- [Given exercise] Please copy every one of the records below word for word, leaving out the pictures.

Items for labeling shapes in pictures:

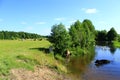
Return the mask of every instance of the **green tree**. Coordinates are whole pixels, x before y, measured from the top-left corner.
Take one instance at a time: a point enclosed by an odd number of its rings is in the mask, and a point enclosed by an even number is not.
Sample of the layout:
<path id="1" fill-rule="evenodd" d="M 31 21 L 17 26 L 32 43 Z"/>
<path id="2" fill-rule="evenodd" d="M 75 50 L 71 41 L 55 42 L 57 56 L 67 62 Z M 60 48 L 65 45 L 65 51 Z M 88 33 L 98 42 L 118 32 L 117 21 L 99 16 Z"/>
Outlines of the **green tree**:
<path id="1" fill-rule="evenodd" d="M 102 30 L 102 31 L 96 31 L 96 41 L 106 41 L 107 40 L 107 31 Z"/>
<path id="2" fill-rule="evenodd" d="M 90 45 L 95 40 L 95 28 L 92 22 L 88 19 L 85 19 L 82 22 L 82 27 L 84 28 L 85 34 L 86 34 L 86 42 L 88 45 Z"/>
<path id="3" fill-rule="evenodd" d="M 112 27 L 108 33 L 107 33 L 107 40 L 108 41 L 113 41 L 115 40 L 117 37 L 117 32 L 115 31 L 115 29 Z"/>
<path id="4" fill-rule="evenodd" d="M 53 43 L 55 53 L 63 54 L 70 46 L 70 35 L 62 23 L 53 25 L 51 32 L 49 41 Z"/>
<path id="5" fill-rule="evenodd" d="M 72 46 L 77 47 L 81 46 L 82 41 L 82 30 L 81 30 L 81 22 L 78 20 L 73 25 L 70 26 L 69 34 L 72 38 Z"/>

- [Full response]
Return the mask of every instance of the **green tree**. Coordinates are whole pixels, x before y, measured from the top-left corner.
Take one instance at a time: a point enclosed by an odd number of its rings is in the mask, and a point enclosed by an even number is not.
Sample of the layout:
<path id="1" fill-rule="evenodd" d="M 31 21 L 17 26 L 32 43 Z"/>
<path id="2" fill-rule="evenodd" d="M 75 50 L 71 41 L 55 42 L 57 56 L 67 62 Z M 60 48 L 65 45 L 65 51 Z M 88 33 L 98 42 L 118 32 L 117 21 L 99 16 Z"/>
Outlines of the **green tree**:
<path id="1" fill-rule="evenodd" d="M 102 30 L 102 31 L 96 31 L 96 41 L 106 41 L 107 40 L 107 31 Z"/>
<path id="2" fill-rule="evenodd" d="M 90 45 L 95 40 L 95 28 L 92 22 L 88 19 L 85 19 L 82 22 L 82 27 L 84 28 L 85 34 L 86 34 L 86 42 L 88 45 Z"/>
<path id="3" fill-rule="evenodd" d="M 112 27 L 108 33 L 107 33 L 107 40 L 108 41 L 113 41 L 115 40 L 117 37 L 117 32 L 115 31 L 115 29 Z"/>
<path id="4" fill-rule="evenodd" d="M 53 43 L 55 53 L 63 54 L 70 46 L 70 35 L 62 23 L 53 25 L 51 32 L 49 41 Z"/>
<path id="5" fill-rule="evenodd" d="M 72 46 L 77 47 L 81 46 L 82 41 L 82 30 L 81 30 L 81 22 L 78 20 L 73 25 L 70 26 L 69 34 L 72 38 Z"/>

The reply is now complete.